Material provided =
──────────

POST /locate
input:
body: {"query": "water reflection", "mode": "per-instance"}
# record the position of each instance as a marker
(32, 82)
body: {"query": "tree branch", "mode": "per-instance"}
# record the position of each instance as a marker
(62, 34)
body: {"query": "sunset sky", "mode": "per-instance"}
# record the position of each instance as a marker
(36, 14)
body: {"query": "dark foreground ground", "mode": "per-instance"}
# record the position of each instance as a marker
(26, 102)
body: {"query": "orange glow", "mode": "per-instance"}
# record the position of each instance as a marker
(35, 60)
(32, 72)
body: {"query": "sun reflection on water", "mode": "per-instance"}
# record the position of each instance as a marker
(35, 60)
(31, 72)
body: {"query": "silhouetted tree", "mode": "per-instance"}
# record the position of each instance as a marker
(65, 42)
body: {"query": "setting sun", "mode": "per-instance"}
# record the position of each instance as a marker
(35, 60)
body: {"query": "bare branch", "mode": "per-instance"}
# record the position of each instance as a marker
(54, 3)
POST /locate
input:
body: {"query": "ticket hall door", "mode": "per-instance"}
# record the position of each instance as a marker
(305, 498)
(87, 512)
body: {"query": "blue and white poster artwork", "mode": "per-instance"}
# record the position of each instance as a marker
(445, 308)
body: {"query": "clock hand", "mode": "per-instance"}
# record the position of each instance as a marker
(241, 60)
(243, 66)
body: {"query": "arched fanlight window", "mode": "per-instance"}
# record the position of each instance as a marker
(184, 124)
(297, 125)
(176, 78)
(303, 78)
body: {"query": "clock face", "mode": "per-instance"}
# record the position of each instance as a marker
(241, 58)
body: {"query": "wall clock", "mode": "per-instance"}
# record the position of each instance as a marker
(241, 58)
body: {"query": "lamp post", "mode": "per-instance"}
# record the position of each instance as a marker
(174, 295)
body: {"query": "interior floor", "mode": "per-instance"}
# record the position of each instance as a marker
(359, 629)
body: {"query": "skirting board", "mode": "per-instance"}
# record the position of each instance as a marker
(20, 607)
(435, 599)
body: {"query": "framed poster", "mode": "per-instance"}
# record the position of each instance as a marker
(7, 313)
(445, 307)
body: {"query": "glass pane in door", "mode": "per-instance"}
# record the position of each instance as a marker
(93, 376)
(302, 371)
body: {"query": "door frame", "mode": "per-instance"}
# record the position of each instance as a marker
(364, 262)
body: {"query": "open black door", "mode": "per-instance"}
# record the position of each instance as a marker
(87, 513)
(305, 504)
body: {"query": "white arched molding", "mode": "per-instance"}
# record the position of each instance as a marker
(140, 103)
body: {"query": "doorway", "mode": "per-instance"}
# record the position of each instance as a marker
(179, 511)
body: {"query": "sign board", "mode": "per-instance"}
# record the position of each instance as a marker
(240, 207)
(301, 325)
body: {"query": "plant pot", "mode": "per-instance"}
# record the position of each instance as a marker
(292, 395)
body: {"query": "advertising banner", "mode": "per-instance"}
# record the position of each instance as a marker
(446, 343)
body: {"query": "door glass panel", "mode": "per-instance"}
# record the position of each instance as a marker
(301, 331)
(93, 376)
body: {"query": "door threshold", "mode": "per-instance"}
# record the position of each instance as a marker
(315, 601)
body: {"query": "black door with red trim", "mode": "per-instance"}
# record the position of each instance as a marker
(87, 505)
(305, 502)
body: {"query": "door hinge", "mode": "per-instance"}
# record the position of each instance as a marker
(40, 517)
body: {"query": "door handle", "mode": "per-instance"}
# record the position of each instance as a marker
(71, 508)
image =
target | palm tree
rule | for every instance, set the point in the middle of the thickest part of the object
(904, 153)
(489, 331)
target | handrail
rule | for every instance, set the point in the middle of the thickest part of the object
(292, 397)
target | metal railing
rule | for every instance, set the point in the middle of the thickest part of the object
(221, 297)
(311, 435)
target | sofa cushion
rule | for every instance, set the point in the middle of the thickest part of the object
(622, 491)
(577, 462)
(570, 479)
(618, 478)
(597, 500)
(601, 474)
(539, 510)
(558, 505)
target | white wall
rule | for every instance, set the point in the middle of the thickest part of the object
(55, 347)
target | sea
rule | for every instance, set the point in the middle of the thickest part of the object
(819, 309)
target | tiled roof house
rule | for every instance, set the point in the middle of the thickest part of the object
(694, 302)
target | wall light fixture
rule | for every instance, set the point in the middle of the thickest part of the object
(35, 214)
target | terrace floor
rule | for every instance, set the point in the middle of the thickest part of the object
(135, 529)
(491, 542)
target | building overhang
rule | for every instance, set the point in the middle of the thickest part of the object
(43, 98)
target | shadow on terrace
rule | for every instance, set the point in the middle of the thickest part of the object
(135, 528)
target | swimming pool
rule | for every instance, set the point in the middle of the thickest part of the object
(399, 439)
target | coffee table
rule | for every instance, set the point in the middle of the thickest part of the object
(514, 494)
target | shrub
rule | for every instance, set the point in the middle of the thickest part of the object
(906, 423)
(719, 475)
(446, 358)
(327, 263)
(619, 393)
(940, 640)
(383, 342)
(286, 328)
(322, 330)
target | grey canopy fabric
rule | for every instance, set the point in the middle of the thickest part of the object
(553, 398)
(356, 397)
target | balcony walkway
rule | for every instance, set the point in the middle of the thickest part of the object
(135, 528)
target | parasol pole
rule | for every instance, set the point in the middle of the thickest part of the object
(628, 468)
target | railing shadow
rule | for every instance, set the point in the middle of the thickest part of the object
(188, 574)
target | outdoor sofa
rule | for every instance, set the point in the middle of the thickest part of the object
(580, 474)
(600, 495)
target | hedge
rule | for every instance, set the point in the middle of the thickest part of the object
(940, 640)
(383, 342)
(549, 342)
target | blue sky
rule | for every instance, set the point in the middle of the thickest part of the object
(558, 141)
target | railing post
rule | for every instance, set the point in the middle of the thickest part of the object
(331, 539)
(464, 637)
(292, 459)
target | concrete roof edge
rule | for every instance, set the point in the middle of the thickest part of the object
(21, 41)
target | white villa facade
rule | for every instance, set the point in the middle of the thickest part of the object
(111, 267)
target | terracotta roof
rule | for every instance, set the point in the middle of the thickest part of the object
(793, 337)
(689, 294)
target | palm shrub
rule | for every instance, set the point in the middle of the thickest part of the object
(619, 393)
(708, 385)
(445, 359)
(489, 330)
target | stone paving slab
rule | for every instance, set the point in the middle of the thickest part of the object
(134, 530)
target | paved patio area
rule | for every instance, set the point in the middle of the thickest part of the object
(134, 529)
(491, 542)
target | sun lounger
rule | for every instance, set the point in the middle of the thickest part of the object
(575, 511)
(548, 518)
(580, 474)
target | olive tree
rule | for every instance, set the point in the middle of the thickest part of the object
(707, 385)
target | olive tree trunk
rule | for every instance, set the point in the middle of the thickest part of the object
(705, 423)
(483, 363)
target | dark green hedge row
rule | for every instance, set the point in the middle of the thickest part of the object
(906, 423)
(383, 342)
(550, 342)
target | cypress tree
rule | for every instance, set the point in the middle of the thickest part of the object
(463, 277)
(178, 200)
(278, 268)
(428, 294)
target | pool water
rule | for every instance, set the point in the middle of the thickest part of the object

──────────

Task description =
Look through the entries for lines containing the word "hedge" and return each one.

Answer section =
target | hedge
target | dark green hedge row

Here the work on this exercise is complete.